TEXTO DE ESTUDIO:

Tendemos a ver el lirismo como algo contrapuesto a lo social. El artista lírico pondría el acento en lo personal o en lo individual antes que en lo colectivo; el artista lírico mostraría una tendencia hacia lo inmaterial y lo singular: hacia lo “privado” (privé) en detrimento de lo exterior. La obra de Spinetta (sus letras, principalmente) ha sido analizada y entendida de este modo y, más aún, contrapuesta muchas veces a la mirada más “social” que recorre las letras de, por ejemplo, las primeras dos décadas creativas de Charly García. Desde luego, tanto García como Spinetta fueron grandes “enunciadores colectivos” e influyeron en la educación “cívica” y sentimental de más de una generación; sin embargo, García aparece más como “enunciador colectivo” de lo colectivo y Spinetta como “enunciador colectivo” de lo individual.

DATOS PROPORCIONADOS:
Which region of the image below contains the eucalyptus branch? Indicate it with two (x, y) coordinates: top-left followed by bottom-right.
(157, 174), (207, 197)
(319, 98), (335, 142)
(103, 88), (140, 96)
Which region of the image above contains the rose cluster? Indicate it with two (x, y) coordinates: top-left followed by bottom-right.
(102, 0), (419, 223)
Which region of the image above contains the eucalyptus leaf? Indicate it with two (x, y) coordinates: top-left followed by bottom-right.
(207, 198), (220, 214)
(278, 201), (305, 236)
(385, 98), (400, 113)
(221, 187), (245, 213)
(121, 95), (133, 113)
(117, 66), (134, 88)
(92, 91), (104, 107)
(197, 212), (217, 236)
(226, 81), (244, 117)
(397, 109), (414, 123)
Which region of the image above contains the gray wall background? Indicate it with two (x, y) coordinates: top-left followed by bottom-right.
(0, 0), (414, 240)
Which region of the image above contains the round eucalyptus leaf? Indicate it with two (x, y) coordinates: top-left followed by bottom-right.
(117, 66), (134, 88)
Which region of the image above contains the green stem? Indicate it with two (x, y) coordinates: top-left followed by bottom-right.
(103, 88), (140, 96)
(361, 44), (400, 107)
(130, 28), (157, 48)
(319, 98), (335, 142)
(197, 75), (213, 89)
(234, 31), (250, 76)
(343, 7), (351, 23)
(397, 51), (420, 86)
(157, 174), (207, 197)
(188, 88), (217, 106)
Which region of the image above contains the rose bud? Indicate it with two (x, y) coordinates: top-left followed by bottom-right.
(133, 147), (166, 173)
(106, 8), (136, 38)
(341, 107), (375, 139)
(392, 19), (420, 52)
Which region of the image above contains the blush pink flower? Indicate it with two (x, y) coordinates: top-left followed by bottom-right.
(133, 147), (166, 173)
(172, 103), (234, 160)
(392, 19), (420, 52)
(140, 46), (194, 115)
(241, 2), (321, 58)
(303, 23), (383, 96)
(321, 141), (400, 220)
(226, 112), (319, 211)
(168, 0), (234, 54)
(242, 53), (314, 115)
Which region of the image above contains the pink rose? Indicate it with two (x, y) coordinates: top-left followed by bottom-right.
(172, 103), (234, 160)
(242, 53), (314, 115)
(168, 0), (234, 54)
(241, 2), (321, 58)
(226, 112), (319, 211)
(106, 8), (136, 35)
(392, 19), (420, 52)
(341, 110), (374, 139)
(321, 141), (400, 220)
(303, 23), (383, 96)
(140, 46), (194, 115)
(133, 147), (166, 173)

DESCRIPCIÓN DEL EJERCICIO:
Reescribe el fragmento del texto de estudio que va de "Tendemos a ver" a "de lo individual.", ambos incluidos, y pon "poeta lírico" en lugar de "artista lírico".

RESPUESTA ESCRITA:
Tendemos a ver el lirismo como algo contrapuesto a lo social. El poeta lírico pondría el acento en lo personal o en lo individual antes que en lo colectivo; el poeta lírico mostraría una tendencia hacia lo inmaterial y lo singular: hacia lo “privado” (privé) en detrimento de lo exterior. La obra de Spinetta (sus letras, principalmente) ha sido analizada y entendida de este modo y, más aún, contrapuesta muchas veces a la mirada más “social” que recorre las letras de, por ejemplo, las primeras dos décadas creativas de Charly García. Desde luego, tanto García como Spinetta fueron grandes “enunciadores colectivos” e influyeron en la educación “cívica” y sentimental de más de una generación; sin embargo, García aparece más como “enunciador colectivo” de lo colectivo y Spinetta como “enunciador colectivo” de lo individual.